## Work request
Print the listing that follows, character for character.

## Entries shown
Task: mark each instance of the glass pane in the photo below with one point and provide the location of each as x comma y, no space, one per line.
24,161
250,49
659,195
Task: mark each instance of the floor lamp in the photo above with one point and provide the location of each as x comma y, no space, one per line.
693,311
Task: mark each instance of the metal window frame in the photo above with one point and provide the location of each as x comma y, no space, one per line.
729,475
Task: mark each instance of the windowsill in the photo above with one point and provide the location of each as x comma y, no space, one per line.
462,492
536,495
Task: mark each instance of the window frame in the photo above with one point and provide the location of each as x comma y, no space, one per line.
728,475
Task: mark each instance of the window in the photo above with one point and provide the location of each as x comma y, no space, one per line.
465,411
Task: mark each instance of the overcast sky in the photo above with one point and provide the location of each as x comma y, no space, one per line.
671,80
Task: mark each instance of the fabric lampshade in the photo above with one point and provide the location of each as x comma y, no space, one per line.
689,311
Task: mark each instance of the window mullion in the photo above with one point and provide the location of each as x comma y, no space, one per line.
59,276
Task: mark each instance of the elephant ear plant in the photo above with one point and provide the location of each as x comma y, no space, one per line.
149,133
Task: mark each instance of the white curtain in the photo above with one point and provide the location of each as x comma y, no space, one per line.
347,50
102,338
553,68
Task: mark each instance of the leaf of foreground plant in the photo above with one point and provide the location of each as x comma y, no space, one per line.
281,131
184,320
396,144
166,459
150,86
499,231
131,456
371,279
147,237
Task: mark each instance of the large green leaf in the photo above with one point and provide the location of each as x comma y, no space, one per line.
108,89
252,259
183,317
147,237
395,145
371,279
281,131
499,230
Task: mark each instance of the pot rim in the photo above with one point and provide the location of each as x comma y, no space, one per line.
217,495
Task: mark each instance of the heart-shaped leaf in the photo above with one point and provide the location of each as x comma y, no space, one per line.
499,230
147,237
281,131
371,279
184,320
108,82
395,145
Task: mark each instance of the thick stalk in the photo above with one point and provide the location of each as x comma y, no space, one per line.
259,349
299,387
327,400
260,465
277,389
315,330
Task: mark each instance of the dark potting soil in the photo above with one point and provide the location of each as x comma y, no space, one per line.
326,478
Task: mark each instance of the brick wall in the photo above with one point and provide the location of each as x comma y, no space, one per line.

## Answer section
Task: mark each instance of the glass pane in the photo below with one point and provide the location of each as x comma y, no space, one per line.
24,161
250,49
659,195
Task: mark each instance of the floor lamp in the photo above with one point and provide the location of each as x comma y, no space, one per line.
693,311
Task: mark each instance of the metal window frame in the photo above with one point and provide the location of each as x comma y, no space, one per line.
729,475
Task: mark each instance of the windowsill in the photo above with one point and provide the location of each as x comma y, no space, one per line.
462,492
536,495
Task: mark each instance of the window frame in the photo above with one point and provide the location of each as x comma y, no space, one per line.
728,475
Task: mark each instance of the window in the photo above with one point and provide the location of each as x comma y, no space, one per line.
465,411
Task: mark each instance of the overcast sky in the photo above with one point and provide the location of each as x comma y, no space, one per line.
671,80
Task: mark each instance of the fabric lampshade in the photo above with one point and provide the location of each as x comma y, no space, one per line.
689,311
Task: mark each instance of the window mullion in the photo above with one point and provide the location of each as x comma y, no space, one per line.
59,276
Task: mark each instance of the elephant ear plant in the photo above with one point and provide the location of each as x comma y, no space, one per line.
149,133
Task: mark each instance of the white curtain in the photo above with one point and provide the location of each as x comma y, no space, one per line.
347,50
102,338
553,68
Task: mark each instance of the leaf of foreground plant in the photo above with one point and provide the location of each as x comma y, no space, one per line.
281,131
184,320
396,144
166,459
150,86
499,231
131,456
371,279
147,237
Task: mark each instance of the large green leaf in the photo above with one point and provide the location of each as x comma y, no space, one per line.
108,89
252,259
183,317
147,237
395,145
371,279
281,131
499,230
Task: mark each instance of the pot rim in the photo above with one point and provide the location of each as x comma y, no space, one per line.
217,495
Task: mark each instance of the heart-shaped leaf in the photo above with one point and provide the location of each as x comma y, no space, one per line.
499,230
147,237
281,131
371,279
184,320
108,82
395,145
Task: mark each instance of the thick stalk in the photo above with one point and provide the location of each as x comma y, no space, one per line.
259,349
299,387
327,400
260,465
277,389
315,330
Task: mark each instance of the dark potting soil in the photo above with one point and provide the location of each as x comma y, no space, one per line.
326,478
Task: mark each instance of the brick wall in the photo above with one point and provide the location of each as x comma y, no space, one per line.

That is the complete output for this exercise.